*Passage shown*
HC Deb 02 July 2002 vol 388 cc88-9 3.32 pm
Andy King (Rugby and Kenilworth)

I beg to move, That leave be given to bring in a Bill to abolish the penalty of committal to prison in default of payment of community charge, council tax and other local taxes; and for related purposes. The opportunity to abolish imprisonment for council tax default is provided in the Green Paper "Towards Effective Enforcement" published by the Lord Chancellor last July. It proposes a single piece of bailiff law and a reformed, regulated structure for enforcement. In addition, imprisonment should be abolished for default of fines relating to television licences and parking offences.

The High Court has declared unlawful more than 1,000 of the 5,000-plus cases of people jailed by magistrates courts for local tax default in the 12 years since the poll tax was introduced. It is worrying that none of the relevant Departments knew the number of unlawful imprisonments until they were told by the Zacchaeus 2000 Trust that one of its barrister trustees, Ian Wise, had taken 1,000 such cases through the courts.

One thousand is the minimum number of unlawful imprisonments because there is no legal aid for local tax or fine defaulters in the magistrates courts. The connection between people imprisoned for default of a local fine and a group of concerned lawyers was made by chance. It was not until after the Benham case reached the European Court of Human Rights in 1996 that magistrates were required to call the duty solicitor if they were minded to imprison.

Ilkeston justices jailed George and Doris Smedburg, aged 74 and 80 respectively, for 28 days in February 1994. Mr. Smedburg suffered from severe epilepsy and arthritis. Mrs. Smedburg suffered from asthma and rheumatoid arthritis, and was doubly incontinent and wheelchair-bound. The police, to their credit, refused to execute the arrest warrant. The local authority claimed that the Smedburgs had refused to pay £600. The High Court discovered that they in fact owed only £349, and that the couple had been up to date at the time that the committal warrant was issued.

*Task requirements*
Write out the whole Commons speech on jailing people for local tax default, word for word.

[Data excerpts]
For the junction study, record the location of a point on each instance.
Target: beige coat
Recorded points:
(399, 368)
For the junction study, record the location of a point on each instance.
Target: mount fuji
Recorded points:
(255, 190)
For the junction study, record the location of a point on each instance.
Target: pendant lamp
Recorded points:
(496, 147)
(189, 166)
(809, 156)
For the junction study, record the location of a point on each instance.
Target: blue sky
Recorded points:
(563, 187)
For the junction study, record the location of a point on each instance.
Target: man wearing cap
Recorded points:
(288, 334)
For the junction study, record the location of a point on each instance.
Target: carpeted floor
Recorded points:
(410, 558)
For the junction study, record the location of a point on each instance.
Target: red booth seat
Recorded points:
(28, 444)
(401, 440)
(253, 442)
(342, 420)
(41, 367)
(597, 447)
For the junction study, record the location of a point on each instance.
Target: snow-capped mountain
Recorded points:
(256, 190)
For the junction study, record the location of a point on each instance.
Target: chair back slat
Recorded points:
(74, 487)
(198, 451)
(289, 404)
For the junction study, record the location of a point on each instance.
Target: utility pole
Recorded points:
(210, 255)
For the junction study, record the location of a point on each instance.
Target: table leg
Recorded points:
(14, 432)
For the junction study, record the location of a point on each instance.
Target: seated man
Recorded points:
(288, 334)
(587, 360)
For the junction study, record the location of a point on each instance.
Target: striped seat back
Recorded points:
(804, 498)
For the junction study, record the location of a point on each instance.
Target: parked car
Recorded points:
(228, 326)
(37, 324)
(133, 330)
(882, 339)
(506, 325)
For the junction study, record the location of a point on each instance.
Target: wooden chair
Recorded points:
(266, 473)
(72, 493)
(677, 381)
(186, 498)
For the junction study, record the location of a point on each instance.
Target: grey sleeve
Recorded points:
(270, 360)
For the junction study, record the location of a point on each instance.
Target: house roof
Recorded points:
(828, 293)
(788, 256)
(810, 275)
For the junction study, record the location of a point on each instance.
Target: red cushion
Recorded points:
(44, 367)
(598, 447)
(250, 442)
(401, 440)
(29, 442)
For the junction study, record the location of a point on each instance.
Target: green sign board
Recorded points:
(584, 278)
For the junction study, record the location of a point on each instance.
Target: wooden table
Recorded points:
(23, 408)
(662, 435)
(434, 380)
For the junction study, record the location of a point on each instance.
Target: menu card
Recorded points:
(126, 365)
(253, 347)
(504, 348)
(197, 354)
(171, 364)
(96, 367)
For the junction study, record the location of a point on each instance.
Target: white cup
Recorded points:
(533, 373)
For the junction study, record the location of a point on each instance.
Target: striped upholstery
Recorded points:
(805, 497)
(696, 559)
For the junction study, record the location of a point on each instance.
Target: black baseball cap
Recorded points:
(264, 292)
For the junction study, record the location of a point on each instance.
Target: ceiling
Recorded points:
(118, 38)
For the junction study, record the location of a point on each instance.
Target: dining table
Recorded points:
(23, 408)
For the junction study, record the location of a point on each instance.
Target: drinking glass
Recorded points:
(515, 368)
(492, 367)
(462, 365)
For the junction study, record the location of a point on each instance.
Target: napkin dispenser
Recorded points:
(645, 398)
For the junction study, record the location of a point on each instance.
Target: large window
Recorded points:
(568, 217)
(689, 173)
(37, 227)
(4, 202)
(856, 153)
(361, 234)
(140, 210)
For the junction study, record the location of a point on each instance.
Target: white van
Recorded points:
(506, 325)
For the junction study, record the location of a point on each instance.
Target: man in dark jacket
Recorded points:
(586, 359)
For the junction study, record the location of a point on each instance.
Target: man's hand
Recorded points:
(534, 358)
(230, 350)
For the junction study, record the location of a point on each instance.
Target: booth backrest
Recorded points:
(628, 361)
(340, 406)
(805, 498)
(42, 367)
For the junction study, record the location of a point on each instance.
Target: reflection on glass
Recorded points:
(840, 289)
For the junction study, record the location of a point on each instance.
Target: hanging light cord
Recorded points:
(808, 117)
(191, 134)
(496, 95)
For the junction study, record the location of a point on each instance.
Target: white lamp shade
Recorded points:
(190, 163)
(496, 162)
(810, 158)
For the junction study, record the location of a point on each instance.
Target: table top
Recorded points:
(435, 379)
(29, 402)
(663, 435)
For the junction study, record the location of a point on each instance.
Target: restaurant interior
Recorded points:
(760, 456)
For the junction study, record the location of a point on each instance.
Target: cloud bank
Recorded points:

*Response area*
HC Deb 02 July 2002 vol 388 cc88-9 3.32 pm
Andy King (Rugby and Kenilworth)

I beg to move, That leave be given to bring in a Bill to abolish the penalty of committal to prison in default of payment of community charge, council tax and other local taxes; and for related purposes. The opportunity to abolish imprisonment for council tax default is provided in the Green Paper "Towards Effective Enforcement" published by the Lord Chancellor last July. It proposes a single piece of bailiff law and a reformed, regulated structure for enforcement. In addition, imprisonment should be abolished for default of fines relating to television licences and parking offences.

The High Court has declared unlawful more than 1,000 of the 5,000-plus cases of people jailed by magistrates courts for local tax default in the 12 years since the poll tax was introduced. It is worrying that none of the relevant Departments knew the number of unlawful imprisonments until they were told by the Zacchaeus 2000 Trust that one of its barrister trustees, Ian Wise, had taken 1,000 such cases through the courts.

One thousand is the minimum number of unlawful imprisonments because there is no legal aid for local tax or fine defaulters in the magistrates courts. The connection between people imprisoned for default of a local fine and a group of concerned lawyers was made by chance. It was not until after the Benham case reached the European Court of Human Rights in 1996 that magistrates were required to call the duty solicitor if they were minded to imprison.

Ilkeston justices jailed George and Doris Smedburg, aged 74 and 80 respectively, for 28 days in February 1994. Mr. Smedburg suffered from severe epilepsy and arthritis. Mrs. Smedburg suffered from asthma and rheumatoid arthritis, and was doubly incontinent and wheelchair-bound. The police, to their credit, refused to execute the arrest warrant. The local authority claimed that the Smedburgs had refused to pay £600. The High Court discovered that they in fact owed only £349, and that the couple had been up to date at the time that the committal warrant was issued.